··· Records for the exercise

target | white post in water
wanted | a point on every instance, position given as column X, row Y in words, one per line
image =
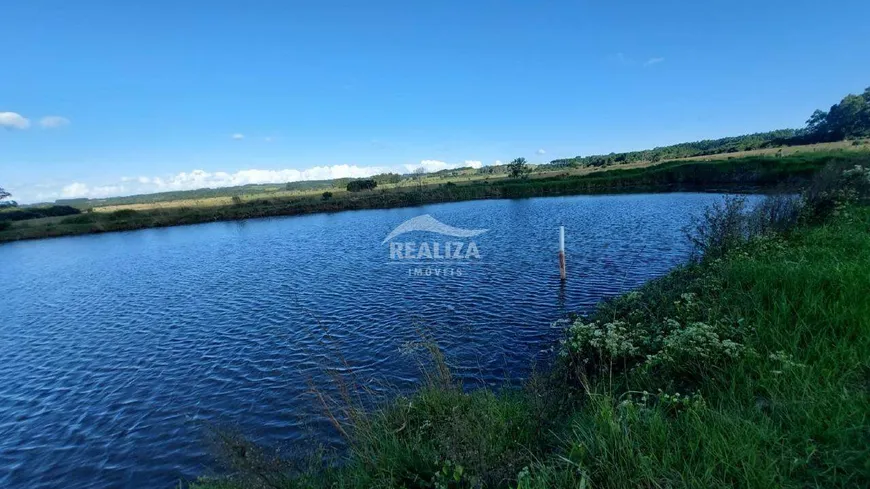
column 562, row 252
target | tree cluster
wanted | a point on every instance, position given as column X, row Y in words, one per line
column 848, row 119
column 360, row 185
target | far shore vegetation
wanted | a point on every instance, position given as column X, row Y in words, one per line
column 749, row 163
column 747, row 367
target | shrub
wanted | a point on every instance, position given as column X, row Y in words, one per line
column 82, row 219
column 38, row 212
column 360, row 185
column 835, row 187
column 775, row 214
column 720, row 229
column 123, row 214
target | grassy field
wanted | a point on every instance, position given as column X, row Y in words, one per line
column 735, row 174
column 749, row 368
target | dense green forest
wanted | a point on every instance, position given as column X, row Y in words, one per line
column 849, row 119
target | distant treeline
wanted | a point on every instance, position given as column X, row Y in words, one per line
column 849, row 119
column 683, row 150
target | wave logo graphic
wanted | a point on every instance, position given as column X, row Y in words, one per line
column 429, row 224
column 435, row 257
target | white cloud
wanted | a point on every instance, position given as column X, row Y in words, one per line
column 74, row 190
column 13, row 120
column 197, row 179
column 53, row 121
column 432, row 166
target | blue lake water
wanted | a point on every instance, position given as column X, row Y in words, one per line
column 117, row 350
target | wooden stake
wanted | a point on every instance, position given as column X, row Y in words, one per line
column 562, row 272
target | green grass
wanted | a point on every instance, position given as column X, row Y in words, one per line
column 749, row 370
column 748, row 174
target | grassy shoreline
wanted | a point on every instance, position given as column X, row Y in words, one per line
column 747, row 174
column 749, row 368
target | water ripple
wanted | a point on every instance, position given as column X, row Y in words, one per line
column 116, row 349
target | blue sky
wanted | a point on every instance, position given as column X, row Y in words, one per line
column 143, row 94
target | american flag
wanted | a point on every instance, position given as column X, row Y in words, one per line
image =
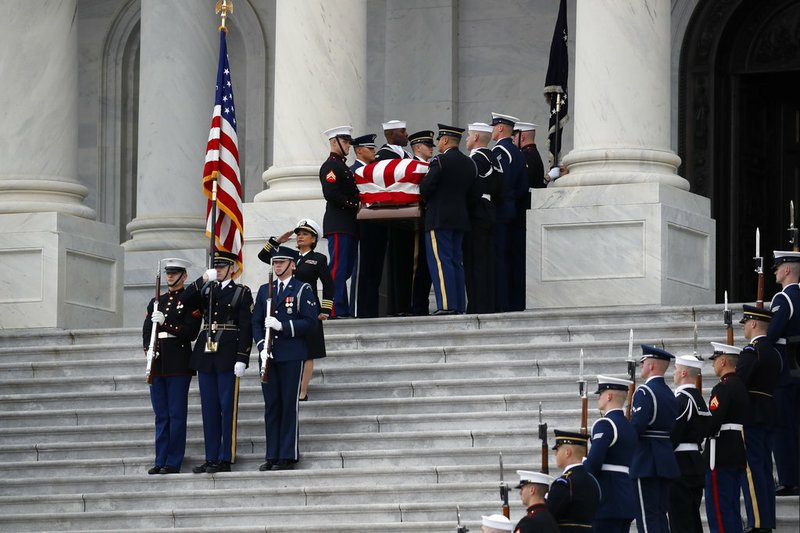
column 222, row 163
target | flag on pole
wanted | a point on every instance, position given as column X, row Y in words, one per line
column 555, row 85
column 222, row 163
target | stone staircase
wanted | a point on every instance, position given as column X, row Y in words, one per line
column 406, row 419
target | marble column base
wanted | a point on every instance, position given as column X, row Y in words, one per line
column 59, row 271
column 631, row 244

······

*Stated goal*
Please write out the lines above again, substituting "pale" for "white" wherever it occurs and keeping everything else unchanged. Leave the pictures out.

*Exercise solution*
target | pale post in water
wanted | a point on every instance, position given as column X, row Y in words, one per line
image =
column 562, row 252
target | tree cluster
wanted | a point on every instance, position given as column X, row Y in words, one per line
column 848, row 119
column 360, row 185
target | far shore vegetation
wanted | a point on every instance, position given as column X, row Y in words, one per line
column 749, row 163
column 747, row 367
target | shrub
wanted | a point on every instance, position given as column X, row Y in words, one per line
column 82, row 219
column 38, row 212
column 360, row 185
column 835, row 187
column 775, row 214
column 720, row 229
column 123, row 214
target | grassy field
wanted | a point on every instance, position given as column X, row Y in words, one per line
column 735, row 174
column 749, row 368
target | dense green forest
wanted | a point on every instance, position given as column X, row Y in words, one per line
column 849, row 119
target | distant treeline
wanted | a point on every instance, position given as column X, row Y in words, one per line
column 849, row 119
column 683, row 150
target | wave logo graphic
wanted | a point on every instance, position given as column X, row Y in words, one per line
column 429, row 224
column 435, row 257
target | pale cloud
wanted | a point on every instance, position given as column X, row Y in words, one per line
column 74, row 190
column 13, row 120
column 197, row 179
column 53, row 121
column 432, row 166
target | blue lake water
wanted | a point on every instance, position given as column X, row Y in words, one per line
column 117, row 350
target | wooden stake
wanted | a point on every instance, position given as column X, row Y in words, one per line
column 562, row 272
target | green grass
wanted | a point on every instance, position given as column X, row Y in words, one per line
column 749, row 370
column 748, row 174
target | grassy shoreline
wanted | a point on every instance, position given as column X, row Y in words, one per line
column 747, row 174
column 749, row 368
target | water ripple
wanted | a point on every instance, position given as column X, row Y in words, one per line
column 116, row 349
target | blue sky
wanted | a point on every instance, position given as column X, row Y in words, one per line
column 143, row 94
target | american flag
wanted | a point on every instance, position given as column X, row Y in words, one per line
image =
column 222, row 163
target | flag on pole
wanted | a point on every instance, position given as column X, row Y in words, one per line
column 555, row 85
column 222, row 163
target | stone staircase
wanted | a point on every instance, position given as column X, row Y in words, one per line
column 406, row 419
target | marble column base
wanted | a point on every instance, position given as column X, row Y in words, one per line
column 59, row 271
column 631, row 244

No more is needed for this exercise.